» **Selected passage**
↓↓↓

# Quantum gravity and gravitational-wave astronomy

**Authors:** Gianluca Calcagni, Sachiko Kuroyanagi, Sylvain Marsat, Mairi, Sakellariadou, Nicola Tamanini, Gianmassimo Tasinato

arXiv: 1907.02489 · 2019-10-08

## TL;DR

This paper explores how gravitational-wave observations can detect signatures of quantum gravity, focusing on effects like dimensional flow and modifications to the Planck mass, providing new constraints on quantum-gravity theories.

## Contribution

It introduces a framework to test quantum gravity effects through GW data, including the first constraints from actual LIGO data and simulated LISA sources.

## Key findings

- GW observations can constrain quantum-gravity parameters more strongly than some traditional tests.
- Dimensional flow effects can be tested with current and future GW detectors.
- Specific quantum-gravity models can be constrained or distinguished using GW data.

↑↑↑

» **Raw records**
↓↓↓

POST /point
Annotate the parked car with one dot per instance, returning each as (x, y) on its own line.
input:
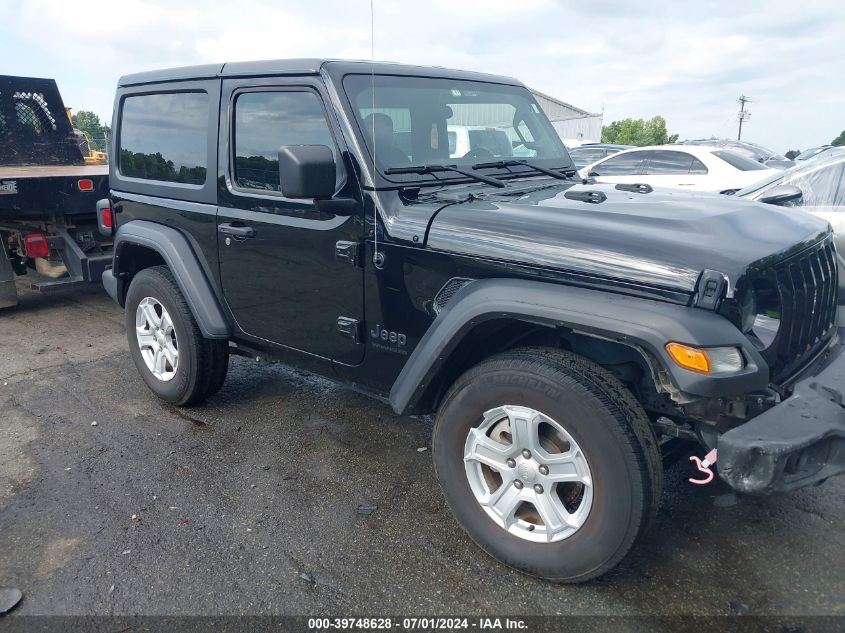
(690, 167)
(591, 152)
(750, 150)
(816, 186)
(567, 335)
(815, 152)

↑↑↑
↓↓↓

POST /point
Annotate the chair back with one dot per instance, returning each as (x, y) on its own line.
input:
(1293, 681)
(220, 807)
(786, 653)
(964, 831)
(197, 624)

↑↑↑

» **Task list**
1. In the quantum gravity summary, what two sources of data give the first constraints in the framework it introduces?
2. Echo the part of the quantum gravity summary that opens with the words containing "## Key findings" and closes with "future GW detectors.".

» **Answers by task**
1. Actual LIGO data and simulated LISA sources.

2.
## Key findings

- GW observations can constrain quantum-gravity parameters more strongly than some traditional tests.
- Dimensional flow effects can be tested with current and future GW detectors.